Write out each line below precisely, passing over the pictures.

• Provided information:
_ _ _ _
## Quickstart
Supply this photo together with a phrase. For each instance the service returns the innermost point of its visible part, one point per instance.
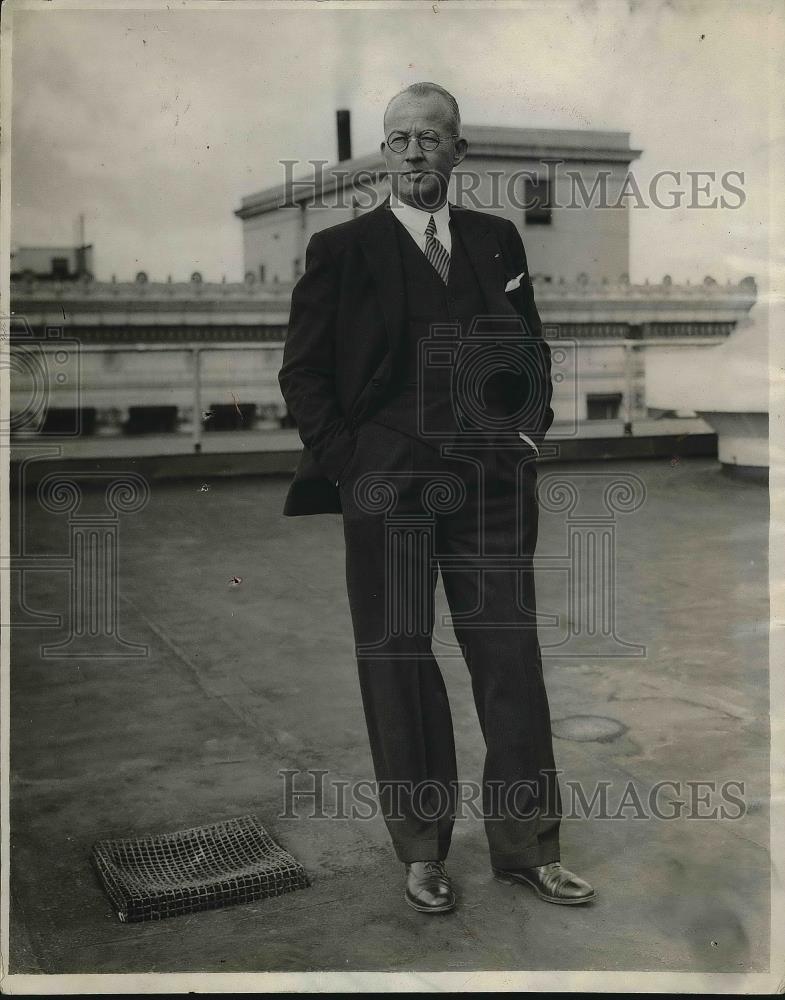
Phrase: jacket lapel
(380, 246)
(486, 257)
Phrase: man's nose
(413, 152)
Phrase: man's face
(420, 177)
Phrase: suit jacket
(346, 335)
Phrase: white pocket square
(514, 283)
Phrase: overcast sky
(154, 124)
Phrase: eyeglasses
(398, 142)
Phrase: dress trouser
(408, 509)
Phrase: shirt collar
(416, 219)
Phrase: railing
(98, 379)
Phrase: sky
(154, 124)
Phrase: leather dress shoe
(551, 882)
(428, 887)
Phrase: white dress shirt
(414, 221)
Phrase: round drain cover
(588, 728)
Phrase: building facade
(563, 189)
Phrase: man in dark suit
(417, 374)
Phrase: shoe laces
(434, 868)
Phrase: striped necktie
(436, 252)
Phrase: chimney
(344, 134)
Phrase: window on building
(603, 405)
(538, 202)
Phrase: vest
(425, 382)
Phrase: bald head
(452, 114)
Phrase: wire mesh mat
(203, 868)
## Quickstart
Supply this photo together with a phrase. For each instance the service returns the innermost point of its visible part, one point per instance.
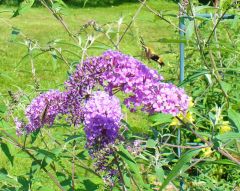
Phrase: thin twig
(184, 146)
(51, 176)
(59, 18)
(216, 25)
(133, 19)
(160, 16)
(210, 144)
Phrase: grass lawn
(40, 25)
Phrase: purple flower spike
(102, 116)
(44, 109)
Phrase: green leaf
(6, 179)
(3, 108)
(151, 143)
(161, 118)
(165, 40)
(181, 166)
(234, 116)
(224, 4)
(159, 172)
(228, 136)
(24, 6)
(7, 153)
(189, 29)
(132, 165)
(224, 162)
(194, 76)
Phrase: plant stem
(210, 144)
(133, 19)
(51, 176)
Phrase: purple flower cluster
(102, 116)
(44, 109)
(118, 72)
(100, 111)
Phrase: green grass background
(40, 25)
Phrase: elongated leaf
(228, 136)
(132, 165)
(7, 153)
(224, 162)
(235, 118)
(151, 143)
(159, 172)
(161, 118)
(194, 76)
(24, 6)
(165, 40)
(180, 167)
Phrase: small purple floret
(102, 116)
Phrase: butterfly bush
(118, 72)
(102, 116)
(100, 111)
(43, 111)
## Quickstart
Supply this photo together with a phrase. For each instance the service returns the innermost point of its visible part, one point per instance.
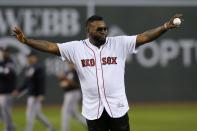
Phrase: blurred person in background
(34, 83)
(69, 82)
(100, 63)
(7, 88)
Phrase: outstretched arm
(153, 34)
(41, 45)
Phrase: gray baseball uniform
(7, 86)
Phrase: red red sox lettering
(104, 61)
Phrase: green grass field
(143, 117)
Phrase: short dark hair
(93, 18)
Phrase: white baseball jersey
(101, 73)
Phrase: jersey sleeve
(129, 44)
(67, 50)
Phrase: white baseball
(177, 21)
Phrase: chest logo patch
(104, 61)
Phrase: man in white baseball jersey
(99, 61)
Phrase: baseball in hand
(177, 21)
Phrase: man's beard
(99, 41)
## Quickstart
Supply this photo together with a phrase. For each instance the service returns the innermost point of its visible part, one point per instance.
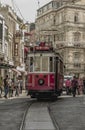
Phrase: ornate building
(62, 23)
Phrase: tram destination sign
(42, 48)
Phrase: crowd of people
(75, 86)
(8, 86)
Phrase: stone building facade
(62, 23)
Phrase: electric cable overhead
(16, 8)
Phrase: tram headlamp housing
(40, 81)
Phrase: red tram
(45, 75)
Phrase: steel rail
(53, 119)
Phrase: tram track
(53, 119)
(24, 117)
(40, 110)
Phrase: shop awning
(6, 66)
(26, 49)
(16, 71)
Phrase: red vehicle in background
(45, 74)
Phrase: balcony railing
(60, 44)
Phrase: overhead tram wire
(16, 7)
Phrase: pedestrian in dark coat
(74, 84)
(6, 86)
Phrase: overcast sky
(26, 7)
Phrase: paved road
(69, 112)
(38, 118)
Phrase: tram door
(56, 73)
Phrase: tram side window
(61, 66)
(31, 64)
(37, 63)
(45, 63)
(51, 64)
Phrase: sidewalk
(21, 95)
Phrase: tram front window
(44, 63)
(31, 64)
(37, 63)
(51, 64)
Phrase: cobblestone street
(69, 112)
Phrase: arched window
(76, 18)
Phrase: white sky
(28, 8)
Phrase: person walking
(80, 86)
(17, 84)
(83, 85)
(1, 85)
(6, 86)
(74, 84)
(68, 86)
(21, 85)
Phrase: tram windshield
(41, 63)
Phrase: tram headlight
(40, 81)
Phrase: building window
(77, 63)
(77, 36)
(76, 18)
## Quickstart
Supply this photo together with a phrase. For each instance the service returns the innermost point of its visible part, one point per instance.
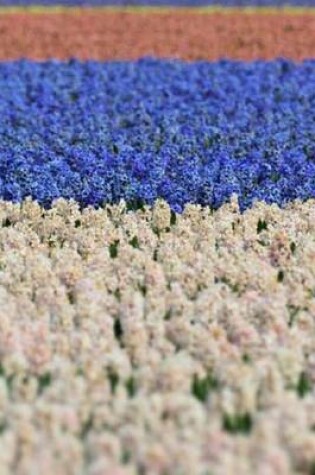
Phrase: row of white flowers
(144, 342)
_ _ _ _
• Answer to this exercise:
## Quickstart
Supply this photo together with a phrase. For each instance the service returns the innermost point of its visible part, one point per instance.
Phrase: jacket lapel
(380, 246)
(486, 257)
Phrase: man's nose
(413, 152)
Phrase: man's face
(420, 177)
Phrase: suit jacket
(346, 335)
Phrase: white pocket square
(514, 283)
Phrase: overcast sky
(154, 124)
Phrase: eyeglasses
(398, 142)
Phrase: dress trouser
(408, 509)
Phrase: shirt collar
(416, 219)
Phrase: railing
(98, 379)
Phrase: sky
(154, 124)
Phrase: leather dress shoe
(551, 882)
(428, 887)
Phrase: white dress shirt
(414, 221)
Phrase: round drain cover
(588, 728)
Phrase: building facade
(563, 189)
Phrase: man in dark suit
(417, 374)
Phrase: shoe laces
(434, 868)
Phrase: striped necktie
(436, 252)
Phrase: chimney
(344, 134)
Phrase: window on building
(603, 405)
(538, 202)
Phrase: vest
(425, 382)
Phrase: bald head
(452, 114)
Phrase: wire mesh mat
(203, 868)
## Quickstart
Supply this photo together with a phrase. For each instance the service returns the innermost point of its visible part, one point per instance.
Phrase: thin twig
(184, 146)
(51, 176)
(59, 18)
(216, 25)
(133, 19)
(160, 16)
(210, 144)
Phrase: grass lawn
(40, 25)
Phrase: purple flower spike
(102, 116)
(44, 109)
Phrase: green leaf
(6, 179)
(3, 108)
(151, 143)
(161, 118)
(165, 40)
(181, 166)
(234, 116)
(224, 4)
(159, 172)
(228, 136)
(24, 6)
(7, 153)
(189, 29)
(132, 165)
(224, 162)
(194, 76)
Phrase: plant stem
(210, 144)
(133, 19)
(51, 176)
Phrase: purple flower cluster
(102, 116)
(44, 109)
(118, 72)
(100, 111)
Phrase: green grass background
(40, 25)
Phrase: elongated leaf
(228, 136)
(132, 165)
(7, 153)
(224, 162)
(235, 118)
(151, 143)
(159, 172)
(161, 118)
(194, 76)
(24, 6)
(165, 40)
(180, 167)
Phrase: small purple floret
(102, 116)
Phrase: butterfly bush
(118, 72)
(102, 116)
(100, 111)
(43, 111)
## Quickstart
Supply this photo together with a phrase. For each instance the service returns the innermost point of its visible part, one point per instance.
Phrase: blurred person in background
(34, 83)
(69, 82)
(100, 63)
(7, 88)
Phrase: outstretched arm
(153, 34)
(41, 45)
Phrase: gray baseball uniform
(7, 86)
Phrase: red red sox lettering
(104, 61)
Phrase: green grass field
(143, 117)
Phrase: short dark hair
(93, 18)
Phrase: white baseball jersey
(101, 73)
Phrase: jersey sleeve
(129, 44)
(67, 50)
Phrase: white baseball
(177, 21)
Phrase: chest logo patch
(104, 61)
Phrase: man in white baseball jersey
(99, 61)
Phrase: baseball in hand
(177, 21)
Phrase: man's beard
(99, 41)
## Quickstart
Supply this photo together with a phrase. For each instance the service returns the innermost point of its visible part, one point per instance.
Phrase: ornate building
(62, 23)
Phrase: tram destination sign
(42, 48)
Phrase: crowd of people
(75, 86)
(8, 86)
Phrase: stone building facade
(62, 23)
Phrase: electric cable overhead
(16, 8)
Phrase: tram headlamp housing
(40, 81)
Phrase: red tram
(45, 75)
Phrase: steel rail
(53, 119)
Phrase: tram track
(53, 119)
(24, 117)
(40, 110)
Phrase: shop awning
(6, 66)
(26, 49)
(16, 71)
Phrase: red vehicle in background
(45, 74)
Phrase: balcony railing
(60, 44)
Phrase: overhead tram wire
(16, 7)
Phrase: pedestrian in dark coat
(74, 84)
(6, 86)
Phrase: overcast sky
(26, 7)
Phrase: paved road
(69, 112)
(38, 118)
Phrase: tram door
(56, 73)
Phrase: tram side window
(61, 66)
(31, 64)
(37, 63)
(45, 63)
(51, 64)
Phrase: sidewalk
(21, 95)
Phrase: tram front window
(44, 63)
(31, 64)
(37, 63)
(51, 64)
Phrase: cobblestone street
(69, 112)
Phrase: arched window
(76, 18)
Phrase: white sky
(28, 8)
Phrase: person walking
(80, 86)
(17, 84)
(83, 85)
(1, 85)
(6, 86)
(74, 84)
(68, 86)
(21, 85)
Phrase: tram windshield
(41, 63)
Phrase: tram headlight
(40, 81)
Phrase: building window
(77, 63)
(77, 36)
(76, 18)
## Quickstart
Supply this photo together with a phrase. For each instance the service returns the innermost point of its visible part, one point per instance.
Phrase: row of white flowers
(144, 342)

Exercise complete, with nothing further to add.